• **DO THIS**: Rewrite the listing from its first line through the line that contains "[(808, 360), (997, 384), (661, 373)]", changing "street lamp post" to "street light pole" and leaving everything else unchanged.

Coordinate annotation entries:
..............................
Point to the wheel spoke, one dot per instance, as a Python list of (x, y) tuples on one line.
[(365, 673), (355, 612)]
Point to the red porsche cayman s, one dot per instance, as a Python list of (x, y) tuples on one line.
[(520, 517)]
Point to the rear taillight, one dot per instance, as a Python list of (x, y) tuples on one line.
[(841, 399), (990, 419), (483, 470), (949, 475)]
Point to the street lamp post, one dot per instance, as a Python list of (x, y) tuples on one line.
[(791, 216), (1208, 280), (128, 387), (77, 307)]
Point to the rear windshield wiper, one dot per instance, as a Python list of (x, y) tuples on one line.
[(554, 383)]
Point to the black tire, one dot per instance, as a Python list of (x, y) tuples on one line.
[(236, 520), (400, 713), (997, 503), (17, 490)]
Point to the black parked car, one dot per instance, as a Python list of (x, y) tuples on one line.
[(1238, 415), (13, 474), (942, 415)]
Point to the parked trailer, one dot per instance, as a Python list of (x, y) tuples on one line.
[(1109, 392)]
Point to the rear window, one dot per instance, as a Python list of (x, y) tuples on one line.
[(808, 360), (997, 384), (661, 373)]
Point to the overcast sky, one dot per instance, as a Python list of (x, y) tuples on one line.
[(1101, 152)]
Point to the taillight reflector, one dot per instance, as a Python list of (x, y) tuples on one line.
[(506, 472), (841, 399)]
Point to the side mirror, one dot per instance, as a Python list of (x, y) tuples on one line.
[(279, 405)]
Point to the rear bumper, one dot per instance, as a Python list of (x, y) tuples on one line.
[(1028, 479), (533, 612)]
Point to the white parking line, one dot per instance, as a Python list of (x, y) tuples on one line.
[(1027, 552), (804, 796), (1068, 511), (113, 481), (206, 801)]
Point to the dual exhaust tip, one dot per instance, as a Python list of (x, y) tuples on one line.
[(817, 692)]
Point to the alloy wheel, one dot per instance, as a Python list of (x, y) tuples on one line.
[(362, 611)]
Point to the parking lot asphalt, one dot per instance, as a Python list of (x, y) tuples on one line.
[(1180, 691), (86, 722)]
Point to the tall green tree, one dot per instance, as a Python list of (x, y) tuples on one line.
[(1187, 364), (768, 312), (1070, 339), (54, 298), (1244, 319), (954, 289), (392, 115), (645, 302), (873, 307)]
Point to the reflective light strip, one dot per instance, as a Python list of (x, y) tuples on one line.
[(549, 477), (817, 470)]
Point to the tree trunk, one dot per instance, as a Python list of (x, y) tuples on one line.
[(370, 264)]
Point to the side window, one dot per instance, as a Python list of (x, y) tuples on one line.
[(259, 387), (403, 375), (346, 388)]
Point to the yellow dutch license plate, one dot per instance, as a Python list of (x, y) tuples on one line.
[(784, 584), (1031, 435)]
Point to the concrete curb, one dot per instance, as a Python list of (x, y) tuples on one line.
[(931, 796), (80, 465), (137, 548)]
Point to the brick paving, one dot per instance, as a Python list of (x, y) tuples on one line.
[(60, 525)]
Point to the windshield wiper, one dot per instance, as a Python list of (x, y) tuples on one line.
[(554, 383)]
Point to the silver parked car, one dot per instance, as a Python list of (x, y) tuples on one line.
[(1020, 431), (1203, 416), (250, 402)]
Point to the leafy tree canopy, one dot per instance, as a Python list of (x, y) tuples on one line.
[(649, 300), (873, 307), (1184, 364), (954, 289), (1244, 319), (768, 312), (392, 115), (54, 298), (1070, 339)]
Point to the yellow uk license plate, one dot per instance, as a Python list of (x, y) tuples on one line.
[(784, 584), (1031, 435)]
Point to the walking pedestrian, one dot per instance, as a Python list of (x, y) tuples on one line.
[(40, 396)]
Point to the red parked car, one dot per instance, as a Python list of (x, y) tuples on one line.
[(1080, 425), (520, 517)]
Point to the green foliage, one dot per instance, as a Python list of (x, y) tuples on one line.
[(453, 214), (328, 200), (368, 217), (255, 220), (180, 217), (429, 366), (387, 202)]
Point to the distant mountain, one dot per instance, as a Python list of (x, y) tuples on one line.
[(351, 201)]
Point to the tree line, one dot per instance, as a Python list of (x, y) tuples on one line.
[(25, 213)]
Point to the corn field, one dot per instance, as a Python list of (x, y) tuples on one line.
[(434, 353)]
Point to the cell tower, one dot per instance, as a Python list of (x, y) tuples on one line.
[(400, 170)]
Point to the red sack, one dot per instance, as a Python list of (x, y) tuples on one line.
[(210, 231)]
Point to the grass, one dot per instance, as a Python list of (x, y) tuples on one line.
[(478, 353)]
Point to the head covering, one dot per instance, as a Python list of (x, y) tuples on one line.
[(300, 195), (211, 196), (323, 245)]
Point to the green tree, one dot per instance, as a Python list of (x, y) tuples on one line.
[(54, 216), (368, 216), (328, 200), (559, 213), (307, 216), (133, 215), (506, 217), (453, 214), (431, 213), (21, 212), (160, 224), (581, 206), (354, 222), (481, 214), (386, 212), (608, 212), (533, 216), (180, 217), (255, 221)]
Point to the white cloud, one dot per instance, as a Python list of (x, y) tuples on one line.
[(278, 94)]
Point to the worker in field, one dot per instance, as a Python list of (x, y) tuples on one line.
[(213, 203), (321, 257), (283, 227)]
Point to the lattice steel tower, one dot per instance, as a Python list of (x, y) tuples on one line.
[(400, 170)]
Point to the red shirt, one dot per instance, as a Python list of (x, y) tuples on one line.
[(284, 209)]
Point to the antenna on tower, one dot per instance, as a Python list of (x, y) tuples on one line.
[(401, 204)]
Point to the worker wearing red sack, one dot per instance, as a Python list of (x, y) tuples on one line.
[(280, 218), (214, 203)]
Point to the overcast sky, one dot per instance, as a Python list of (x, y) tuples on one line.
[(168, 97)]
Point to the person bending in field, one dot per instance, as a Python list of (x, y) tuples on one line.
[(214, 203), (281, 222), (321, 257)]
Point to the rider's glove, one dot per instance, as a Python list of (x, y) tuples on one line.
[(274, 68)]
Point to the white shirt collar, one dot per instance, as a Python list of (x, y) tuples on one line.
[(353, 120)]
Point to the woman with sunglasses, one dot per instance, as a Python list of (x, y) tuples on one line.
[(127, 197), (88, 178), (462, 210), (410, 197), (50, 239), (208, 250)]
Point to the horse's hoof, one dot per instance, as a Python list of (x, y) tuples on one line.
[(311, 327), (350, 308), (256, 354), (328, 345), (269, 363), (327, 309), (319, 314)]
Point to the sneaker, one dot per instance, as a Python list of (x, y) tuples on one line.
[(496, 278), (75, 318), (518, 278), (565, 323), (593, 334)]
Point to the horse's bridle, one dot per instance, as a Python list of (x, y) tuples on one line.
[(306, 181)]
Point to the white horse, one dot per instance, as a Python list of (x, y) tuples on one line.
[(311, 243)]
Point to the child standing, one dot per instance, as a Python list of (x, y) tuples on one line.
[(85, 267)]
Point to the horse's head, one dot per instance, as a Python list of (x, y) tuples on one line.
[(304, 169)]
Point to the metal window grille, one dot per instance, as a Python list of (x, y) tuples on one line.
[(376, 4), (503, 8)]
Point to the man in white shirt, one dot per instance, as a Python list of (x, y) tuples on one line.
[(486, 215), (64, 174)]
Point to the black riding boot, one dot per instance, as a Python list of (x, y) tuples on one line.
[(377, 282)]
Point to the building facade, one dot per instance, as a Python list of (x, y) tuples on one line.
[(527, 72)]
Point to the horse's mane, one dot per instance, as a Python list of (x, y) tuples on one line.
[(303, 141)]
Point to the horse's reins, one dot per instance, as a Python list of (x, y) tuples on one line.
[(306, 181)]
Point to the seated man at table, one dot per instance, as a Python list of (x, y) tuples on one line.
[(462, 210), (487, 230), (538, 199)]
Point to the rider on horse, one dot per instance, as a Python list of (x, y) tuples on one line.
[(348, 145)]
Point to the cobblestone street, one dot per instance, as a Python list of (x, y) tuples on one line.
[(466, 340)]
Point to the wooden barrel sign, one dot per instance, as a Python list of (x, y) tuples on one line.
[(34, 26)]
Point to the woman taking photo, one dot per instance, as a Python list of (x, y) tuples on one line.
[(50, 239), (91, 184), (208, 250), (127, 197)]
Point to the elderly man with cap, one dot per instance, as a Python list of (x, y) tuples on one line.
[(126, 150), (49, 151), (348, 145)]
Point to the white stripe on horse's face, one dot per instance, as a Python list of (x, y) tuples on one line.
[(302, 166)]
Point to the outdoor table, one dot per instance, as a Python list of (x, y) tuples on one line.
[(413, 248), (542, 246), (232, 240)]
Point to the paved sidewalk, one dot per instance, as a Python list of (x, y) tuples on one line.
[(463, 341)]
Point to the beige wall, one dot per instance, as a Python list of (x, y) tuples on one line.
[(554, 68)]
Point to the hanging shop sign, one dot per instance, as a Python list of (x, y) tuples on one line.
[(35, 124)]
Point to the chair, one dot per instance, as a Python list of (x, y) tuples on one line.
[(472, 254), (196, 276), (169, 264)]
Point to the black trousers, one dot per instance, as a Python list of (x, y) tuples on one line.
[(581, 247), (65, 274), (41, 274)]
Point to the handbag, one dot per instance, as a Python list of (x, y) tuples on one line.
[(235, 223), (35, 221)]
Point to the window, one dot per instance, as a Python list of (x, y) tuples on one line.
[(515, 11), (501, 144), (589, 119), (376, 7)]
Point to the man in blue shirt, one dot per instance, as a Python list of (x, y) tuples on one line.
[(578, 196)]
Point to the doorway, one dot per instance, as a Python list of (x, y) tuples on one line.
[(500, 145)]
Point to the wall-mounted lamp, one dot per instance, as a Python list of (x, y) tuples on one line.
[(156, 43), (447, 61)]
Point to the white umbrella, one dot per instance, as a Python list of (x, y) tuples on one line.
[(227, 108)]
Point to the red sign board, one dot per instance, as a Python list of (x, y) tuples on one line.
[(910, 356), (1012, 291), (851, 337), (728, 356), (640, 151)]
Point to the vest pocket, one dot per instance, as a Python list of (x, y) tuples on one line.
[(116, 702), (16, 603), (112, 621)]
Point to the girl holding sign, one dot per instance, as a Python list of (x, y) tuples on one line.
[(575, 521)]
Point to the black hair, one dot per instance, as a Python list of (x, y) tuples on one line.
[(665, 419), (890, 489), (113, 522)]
..............................
• **SOLUTION TO THE EXERCISE**:
Point to the wheel spoke, one dot per instance, as a Python list of (x, y) tuples on one line.
[(365, 673), (355, 612)]
Point to the red porsche cayman s, one dot per instance, as a Python list of (x, y) tuples on one line.
[(520, 517)]
Point to the rear taillight, one dot per instance, as a Python list of (x, y) tuples on one line.
[(841, 399), (990, 419), (483, 470), (949, 475)]
Point to the street light pole, one dot per instance, as a Python list of (x, y) tuples on one line.
[(791, 216), (1208, 280), (128, 387), (77, 307)]
Point to the rear windshield wiper, one dot per instance, as a Python list of (x, y) tuples on one line.
[(554, 383)]
Point to the black tire, one dot per instance, as a Python list of (x, y) tuples on one line.
[(236, 520), (400, 713), (997, 503), (17, 490)]
Point to the black parked car, one dot per instance, as a Python list of (x, y) tuples on one line.
[(1238, 415), (13, 474), (942, 415)]
Point to the parked trailer, one dot per instance, as a Python list of (x, y) tuples on one line.
[(1109, 392)]
Point to the rear window, one dot per instance, as a Python list of (x, y) tuples on one line.
[(808, 360), (997, 384), (661, 373)]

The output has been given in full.